[Image entries on labeled regions]
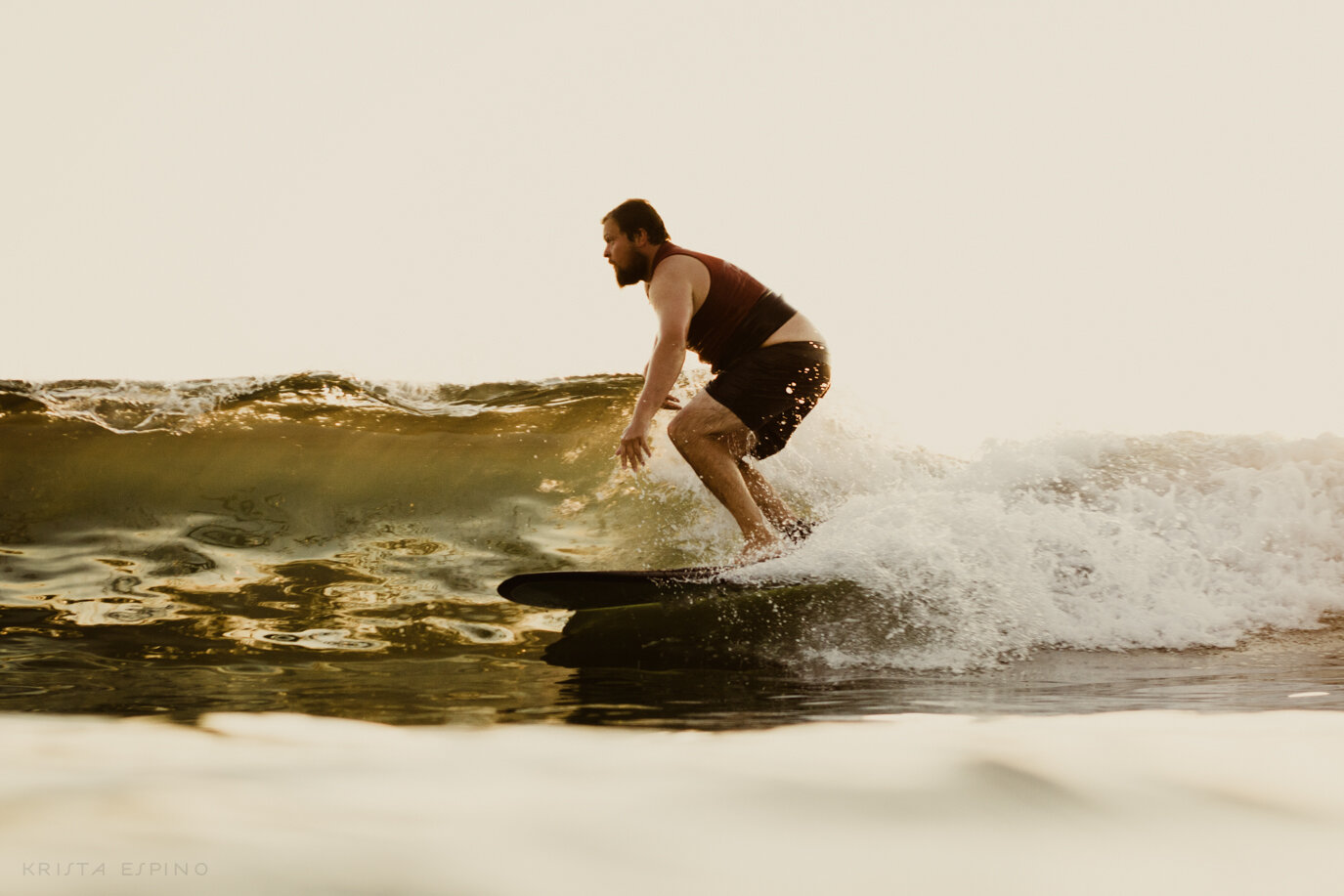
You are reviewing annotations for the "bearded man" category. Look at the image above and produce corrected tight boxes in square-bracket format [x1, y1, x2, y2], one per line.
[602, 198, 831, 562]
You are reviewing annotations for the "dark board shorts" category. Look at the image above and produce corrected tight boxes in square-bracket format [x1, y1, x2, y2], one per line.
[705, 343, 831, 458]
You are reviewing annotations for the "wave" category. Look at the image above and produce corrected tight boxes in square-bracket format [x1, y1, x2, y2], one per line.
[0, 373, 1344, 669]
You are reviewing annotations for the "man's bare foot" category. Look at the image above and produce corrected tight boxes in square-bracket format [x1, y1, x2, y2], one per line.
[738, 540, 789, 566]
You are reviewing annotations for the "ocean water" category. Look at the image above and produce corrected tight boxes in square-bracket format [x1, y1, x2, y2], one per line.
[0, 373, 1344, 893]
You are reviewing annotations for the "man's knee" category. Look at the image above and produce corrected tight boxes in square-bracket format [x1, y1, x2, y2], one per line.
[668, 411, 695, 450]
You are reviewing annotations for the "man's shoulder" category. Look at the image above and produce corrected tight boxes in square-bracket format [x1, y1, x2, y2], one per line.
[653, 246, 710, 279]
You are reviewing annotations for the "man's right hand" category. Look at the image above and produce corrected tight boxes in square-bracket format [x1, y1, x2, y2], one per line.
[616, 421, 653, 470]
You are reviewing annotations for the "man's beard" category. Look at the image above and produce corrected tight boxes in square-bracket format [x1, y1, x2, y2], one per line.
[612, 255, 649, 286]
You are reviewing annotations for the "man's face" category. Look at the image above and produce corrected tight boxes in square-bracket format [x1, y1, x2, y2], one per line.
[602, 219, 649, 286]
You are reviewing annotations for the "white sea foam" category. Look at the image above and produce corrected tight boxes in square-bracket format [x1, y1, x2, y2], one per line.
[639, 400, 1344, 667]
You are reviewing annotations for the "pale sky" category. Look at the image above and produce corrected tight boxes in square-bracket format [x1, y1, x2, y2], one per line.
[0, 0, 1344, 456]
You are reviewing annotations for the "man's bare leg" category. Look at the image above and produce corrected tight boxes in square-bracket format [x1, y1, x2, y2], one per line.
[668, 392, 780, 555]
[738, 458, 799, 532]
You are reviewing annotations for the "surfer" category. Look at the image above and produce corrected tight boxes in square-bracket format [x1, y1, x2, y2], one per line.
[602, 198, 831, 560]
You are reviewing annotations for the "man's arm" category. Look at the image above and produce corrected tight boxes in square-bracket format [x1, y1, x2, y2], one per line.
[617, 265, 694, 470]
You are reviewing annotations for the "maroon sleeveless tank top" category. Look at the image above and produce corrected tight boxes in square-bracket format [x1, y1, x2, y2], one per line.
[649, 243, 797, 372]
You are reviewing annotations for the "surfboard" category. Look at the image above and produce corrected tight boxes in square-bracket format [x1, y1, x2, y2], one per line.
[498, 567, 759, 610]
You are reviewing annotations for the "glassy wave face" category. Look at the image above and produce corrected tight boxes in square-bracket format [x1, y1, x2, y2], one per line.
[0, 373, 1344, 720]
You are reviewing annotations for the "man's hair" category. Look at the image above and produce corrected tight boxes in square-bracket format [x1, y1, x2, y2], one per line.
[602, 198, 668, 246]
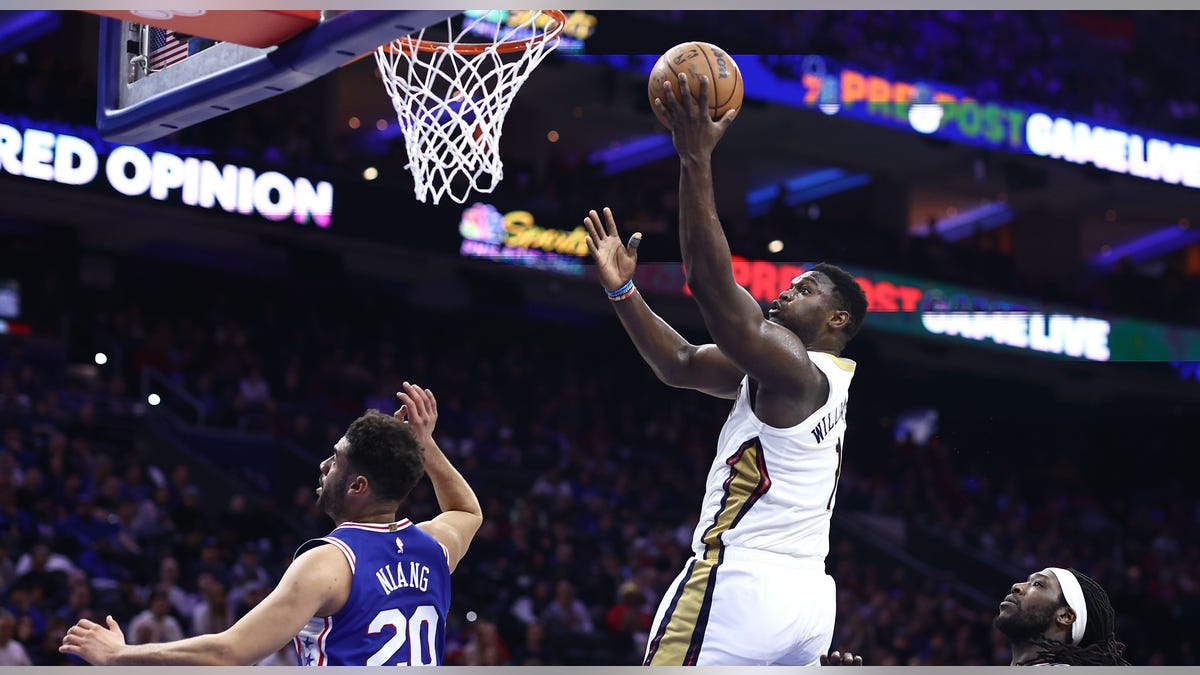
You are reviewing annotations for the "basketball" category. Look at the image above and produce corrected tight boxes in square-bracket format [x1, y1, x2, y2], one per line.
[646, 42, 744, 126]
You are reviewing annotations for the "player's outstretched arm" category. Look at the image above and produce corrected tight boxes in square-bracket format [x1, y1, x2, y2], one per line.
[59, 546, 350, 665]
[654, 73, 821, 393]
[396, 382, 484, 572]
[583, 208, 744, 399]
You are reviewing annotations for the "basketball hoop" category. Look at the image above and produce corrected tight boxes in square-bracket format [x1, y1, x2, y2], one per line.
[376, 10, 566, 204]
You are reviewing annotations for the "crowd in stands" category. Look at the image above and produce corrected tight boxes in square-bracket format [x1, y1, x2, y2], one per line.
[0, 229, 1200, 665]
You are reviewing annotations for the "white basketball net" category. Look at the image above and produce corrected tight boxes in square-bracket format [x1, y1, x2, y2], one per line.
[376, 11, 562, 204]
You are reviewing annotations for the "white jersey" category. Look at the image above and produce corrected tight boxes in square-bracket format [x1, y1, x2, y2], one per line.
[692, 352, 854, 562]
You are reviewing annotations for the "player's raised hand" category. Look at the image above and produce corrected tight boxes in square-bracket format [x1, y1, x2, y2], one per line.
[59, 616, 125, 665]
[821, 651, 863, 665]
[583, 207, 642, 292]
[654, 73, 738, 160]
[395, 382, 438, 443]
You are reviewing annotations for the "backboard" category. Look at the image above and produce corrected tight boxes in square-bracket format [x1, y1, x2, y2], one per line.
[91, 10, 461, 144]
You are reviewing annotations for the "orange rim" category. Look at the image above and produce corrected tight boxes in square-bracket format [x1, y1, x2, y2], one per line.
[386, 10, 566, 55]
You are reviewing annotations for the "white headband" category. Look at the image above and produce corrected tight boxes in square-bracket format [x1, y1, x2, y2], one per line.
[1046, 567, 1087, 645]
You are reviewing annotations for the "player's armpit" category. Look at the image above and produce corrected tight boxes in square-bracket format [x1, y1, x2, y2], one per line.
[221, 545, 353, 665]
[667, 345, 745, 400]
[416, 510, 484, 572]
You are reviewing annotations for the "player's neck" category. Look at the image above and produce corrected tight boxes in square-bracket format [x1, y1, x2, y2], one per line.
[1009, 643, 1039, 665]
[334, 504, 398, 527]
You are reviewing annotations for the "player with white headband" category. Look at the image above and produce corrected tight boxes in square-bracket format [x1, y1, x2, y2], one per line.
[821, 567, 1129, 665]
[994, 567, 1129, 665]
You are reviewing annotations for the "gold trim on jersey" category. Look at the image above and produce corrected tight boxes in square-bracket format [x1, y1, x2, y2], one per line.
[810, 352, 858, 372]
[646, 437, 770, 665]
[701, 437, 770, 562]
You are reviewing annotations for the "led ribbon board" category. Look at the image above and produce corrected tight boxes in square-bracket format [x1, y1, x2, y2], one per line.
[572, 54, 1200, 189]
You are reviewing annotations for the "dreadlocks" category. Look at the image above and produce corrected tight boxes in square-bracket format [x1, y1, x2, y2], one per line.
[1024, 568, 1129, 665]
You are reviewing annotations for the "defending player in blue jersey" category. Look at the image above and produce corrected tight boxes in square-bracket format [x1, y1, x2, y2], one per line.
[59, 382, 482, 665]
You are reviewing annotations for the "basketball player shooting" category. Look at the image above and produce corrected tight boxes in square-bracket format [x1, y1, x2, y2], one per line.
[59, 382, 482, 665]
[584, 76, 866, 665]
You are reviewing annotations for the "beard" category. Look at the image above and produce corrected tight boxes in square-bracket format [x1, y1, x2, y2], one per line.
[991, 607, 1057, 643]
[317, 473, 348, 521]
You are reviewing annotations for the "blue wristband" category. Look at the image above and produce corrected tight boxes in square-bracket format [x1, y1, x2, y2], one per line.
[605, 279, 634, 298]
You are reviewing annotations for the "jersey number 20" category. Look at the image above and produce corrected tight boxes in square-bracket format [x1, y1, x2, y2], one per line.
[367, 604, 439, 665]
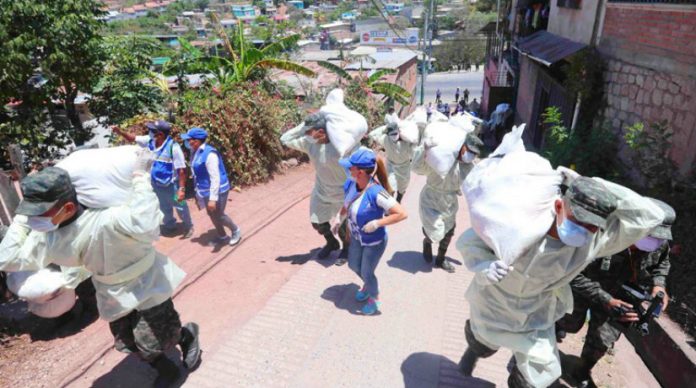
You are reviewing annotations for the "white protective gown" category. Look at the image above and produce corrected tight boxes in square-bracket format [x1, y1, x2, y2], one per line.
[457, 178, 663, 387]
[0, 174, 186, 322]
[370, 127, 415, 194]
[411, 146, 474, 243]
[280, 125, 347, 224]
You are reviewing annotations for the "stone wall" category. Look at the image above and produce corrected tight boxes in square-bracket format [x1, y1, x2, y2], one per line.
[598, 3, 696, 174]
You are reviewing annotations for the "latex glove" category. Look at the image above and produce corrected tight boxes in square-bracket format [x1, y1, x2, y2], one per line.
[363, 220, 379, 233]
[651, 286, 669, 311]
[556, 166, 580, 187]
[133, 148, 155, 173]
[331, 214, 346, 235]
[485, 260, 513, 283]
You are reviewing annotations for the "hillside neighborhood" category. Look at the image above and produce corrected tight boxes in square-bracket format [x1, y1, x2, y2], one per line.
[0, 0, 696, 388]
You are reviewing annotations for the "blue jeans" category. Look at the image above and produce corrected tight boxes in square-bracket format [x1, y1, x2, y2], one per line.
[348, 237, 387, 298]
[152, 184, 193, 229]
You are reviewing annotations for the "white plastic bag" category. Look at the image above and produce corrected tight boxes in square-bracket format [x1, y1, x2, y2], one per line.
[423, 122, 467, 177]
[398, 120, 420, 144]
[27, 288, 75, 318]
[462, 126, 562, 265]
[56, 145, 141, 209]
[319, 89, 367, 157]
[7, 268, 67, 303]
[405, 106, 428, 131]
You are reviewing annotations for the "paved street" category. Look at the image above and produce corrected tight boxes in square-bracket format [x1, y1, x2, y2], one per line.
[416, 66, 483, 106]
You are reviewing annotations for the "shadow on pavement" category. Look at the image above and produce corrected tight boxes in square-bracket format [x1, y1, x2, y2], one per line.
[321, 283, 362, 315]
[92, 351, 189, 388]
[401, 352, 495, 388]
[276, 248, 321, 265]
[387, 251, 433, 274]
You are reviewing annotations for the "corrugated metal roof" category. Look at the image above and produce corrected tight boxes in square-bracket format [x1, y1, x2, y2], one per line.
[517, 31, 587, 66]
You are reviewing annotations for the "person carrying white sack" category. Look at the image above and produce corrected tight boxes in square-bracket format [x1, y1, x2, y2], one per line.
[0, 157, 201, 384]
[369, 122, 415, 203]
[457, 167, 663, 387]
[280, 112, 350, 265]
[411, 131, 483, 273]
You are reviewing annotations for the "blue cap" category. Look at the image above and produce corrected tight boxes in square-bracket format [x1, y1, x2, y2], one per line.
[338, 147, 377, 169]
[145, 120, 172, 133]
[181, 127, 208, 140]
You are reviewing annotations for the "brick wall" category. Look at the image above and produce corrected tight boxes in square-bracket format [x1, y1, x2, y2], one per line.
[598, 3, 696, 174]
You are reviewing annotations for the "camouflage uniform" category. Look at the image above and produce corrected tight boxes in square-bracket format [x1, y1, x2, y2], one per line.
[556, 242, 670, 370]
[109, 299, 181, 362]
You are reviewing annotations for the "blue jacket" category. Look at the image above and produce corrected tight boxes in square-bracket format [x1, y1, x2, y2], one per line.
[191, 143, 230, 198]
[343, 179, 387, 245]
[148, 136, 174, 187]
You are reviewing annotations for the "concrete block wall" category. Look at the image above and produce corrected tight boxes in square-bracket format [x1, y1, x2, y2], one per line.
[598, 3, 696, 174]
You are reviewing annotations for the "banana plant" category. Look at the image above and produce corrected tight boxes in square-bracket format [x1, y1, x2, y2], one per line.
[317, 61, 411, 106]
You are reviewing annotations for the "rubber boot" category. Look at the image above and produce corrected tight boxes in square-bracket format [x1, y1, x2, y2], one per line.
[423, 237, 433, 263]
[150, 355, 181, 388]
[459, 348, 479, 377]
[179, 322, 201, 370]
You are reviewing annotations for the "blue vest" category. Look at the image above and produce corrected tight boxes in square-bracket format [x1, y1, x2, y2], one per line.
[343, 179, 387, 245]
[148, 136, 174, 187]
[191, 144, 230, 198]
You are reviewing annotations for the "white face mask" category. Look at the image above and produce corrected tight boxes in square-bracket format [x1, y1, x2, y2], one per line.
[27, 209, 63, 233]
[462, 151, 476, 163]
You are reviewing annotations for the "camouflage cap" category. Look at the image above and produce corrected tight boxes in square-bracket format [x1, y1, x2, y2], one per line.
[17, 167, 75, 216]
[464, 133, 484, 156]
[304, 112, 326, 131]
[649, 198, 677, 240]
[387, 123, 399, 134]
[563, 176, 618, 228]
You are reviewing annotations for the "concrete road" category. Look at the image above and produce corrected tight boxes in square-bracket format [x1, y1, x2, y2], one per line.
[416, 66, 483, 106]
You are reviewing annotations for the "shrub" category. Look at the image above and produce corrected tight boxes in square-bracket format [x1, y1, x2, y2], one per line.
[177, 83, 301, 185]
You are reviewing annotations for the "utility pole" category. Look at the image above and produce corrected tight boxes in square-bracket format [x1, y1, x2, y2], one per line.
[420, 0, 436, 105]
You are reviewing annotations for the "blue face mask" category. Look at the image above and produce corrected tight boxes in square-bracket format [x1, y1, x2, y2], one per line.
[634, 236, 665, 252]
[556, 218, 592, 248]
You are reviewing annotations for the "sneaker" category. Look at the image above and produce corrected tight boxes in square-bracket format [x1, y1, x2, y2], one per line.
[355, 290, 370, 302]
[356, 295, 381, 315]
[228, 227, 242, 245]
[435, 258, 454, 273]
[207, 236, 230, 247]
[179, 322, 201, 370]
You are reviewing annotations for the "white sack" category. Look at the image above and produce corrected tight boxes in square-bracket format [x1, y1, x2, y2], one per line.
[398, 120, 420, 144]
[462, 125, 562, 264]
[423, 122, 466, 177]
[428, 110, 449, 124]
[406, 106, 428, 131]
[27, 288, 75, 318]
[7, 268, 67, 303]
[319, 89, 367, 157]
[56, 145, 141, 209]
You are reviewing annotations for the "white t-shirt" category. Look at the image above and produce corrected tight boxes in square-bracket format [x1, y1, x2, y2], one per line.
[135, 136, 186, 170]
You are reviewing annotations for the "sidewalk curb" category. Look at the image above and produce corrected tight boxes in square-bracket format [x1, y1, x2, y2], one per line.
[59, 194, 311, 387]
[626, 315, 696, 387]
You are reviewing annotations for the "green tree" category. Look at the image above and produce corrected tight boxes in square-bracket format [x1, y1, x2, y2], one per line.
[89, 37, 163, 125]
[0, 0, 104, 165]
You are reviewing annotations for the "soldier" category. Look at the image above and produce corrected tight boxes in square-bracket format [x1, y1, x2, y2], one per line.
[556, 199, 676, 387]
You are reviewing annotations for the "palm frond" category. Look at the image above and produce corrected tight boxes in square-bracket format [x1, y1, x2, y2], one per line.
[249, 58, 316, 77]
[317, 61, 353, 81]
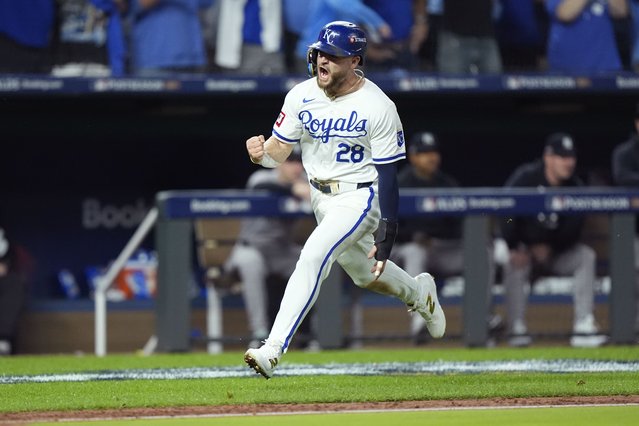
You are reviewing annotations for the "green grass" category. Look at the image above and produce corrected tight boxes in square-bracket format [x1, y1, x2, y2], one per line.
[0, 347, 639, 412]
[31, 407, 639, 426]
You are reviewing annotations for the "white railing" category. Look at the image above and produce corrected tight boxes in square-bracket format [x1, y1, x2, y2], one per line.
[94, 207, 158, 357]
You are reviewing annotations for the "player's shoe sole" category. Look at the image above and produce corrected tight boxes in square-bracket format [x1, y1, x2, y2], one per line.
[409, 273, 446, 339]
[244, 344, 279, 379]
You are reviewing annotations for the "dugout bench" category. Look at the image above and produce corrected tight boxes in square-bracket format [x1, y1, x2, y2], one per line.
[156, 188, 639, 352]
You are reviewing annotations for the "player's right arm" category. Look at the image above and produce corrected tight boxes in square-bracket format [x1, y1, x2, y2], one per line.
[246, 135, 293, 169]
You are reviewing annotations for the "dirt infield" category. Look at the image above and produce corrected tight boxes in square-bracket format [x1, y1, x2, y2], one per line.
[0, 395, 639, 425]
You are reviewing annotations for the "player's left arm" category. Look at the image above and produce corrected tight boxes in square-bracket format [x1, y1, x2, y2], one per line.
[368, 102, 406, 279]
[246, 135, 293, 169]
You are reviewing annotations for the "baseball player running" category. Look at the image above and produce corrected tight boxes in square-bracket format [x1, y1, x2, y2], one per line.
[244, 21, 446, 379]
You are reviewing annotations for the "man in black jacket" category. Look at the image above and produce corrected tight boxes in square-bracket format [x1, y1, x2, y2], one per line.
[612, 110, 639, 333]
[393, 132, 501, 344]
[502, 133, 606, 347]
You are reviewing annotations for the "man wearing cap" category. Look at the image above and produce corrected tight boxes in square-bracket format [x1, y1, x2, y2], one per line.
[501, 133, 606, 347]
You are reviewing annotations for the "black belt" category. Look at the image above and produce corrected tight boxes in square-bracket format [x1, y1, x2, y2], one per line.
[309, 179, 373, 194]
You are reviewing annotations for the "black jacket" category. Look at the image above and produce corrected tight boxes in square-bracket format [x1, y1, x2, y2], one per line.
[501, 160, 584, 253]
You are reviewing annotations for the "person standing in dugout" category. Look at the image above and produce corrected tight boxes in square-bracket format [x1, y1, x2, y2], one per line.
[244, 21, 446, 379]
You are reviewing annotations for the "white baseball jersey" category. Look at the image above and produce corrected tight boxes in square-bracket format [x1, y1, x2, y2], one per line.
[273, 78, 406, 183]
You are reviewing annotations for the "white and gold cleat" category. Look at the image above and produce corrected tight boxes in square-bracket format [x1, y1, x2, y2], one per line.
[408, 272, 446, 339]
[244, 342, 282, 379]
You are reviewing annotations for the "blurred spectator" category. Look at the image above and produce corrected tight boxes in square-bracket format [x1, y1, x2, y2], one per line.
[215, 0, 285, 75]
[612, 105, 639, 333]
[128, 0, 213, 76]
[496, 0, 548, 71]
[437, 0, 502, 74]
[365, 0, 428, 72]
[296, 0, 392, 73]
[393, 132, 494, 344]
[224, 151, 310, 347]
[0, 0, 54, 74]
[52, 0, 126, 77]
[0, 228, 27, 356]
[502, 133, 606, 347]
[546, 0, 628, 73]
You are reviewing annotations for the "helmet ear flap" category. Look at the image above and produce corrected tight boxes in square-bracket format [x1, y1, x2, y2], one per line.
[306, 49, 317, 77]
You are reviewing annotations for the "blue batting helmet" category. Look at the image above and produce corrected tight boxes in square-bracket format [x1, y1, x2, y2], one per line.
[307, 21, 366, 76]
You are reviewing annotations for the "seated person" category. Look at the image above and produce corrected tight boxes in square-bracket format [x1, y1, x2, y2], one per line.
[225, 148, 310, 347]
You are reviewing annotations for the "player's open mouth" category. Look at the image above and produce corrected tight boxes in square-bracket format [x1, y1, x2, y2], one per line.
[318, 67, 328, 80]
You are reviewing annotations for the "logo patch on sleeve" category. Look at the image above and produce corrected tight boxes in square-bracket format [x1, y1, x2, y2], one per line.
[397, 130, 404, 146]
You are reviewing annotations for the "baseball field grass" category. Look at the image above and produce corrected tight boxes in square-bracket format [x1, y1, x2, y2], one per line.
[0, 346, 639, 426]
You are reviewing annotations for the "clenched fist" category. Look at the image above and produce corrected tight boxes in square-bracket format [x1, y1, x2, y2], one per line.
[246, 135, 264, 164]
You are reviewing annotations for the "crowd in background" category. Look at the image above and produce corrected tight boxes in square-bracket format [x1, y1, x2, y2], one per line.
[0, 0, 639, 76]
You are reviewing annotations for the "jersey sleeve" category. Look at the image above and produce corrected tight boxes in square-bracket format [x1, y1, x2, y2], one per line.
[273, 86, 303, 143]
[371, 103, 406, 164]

* Required task: Copy the stretch of the listing from its start through the line containing "[602, 198, 831, 562]", moving each bounding-box coordinate up by 55 and leaving every other line unchanged. Leave the picture out of your copy.

* Written solution:
You are reviewing annotations for the "bearded man" category. Look at the image above and produce corrected tight boxes in square-bracket format [x1, y1, x2, y2], one per line.
[657, 253, 886, 617]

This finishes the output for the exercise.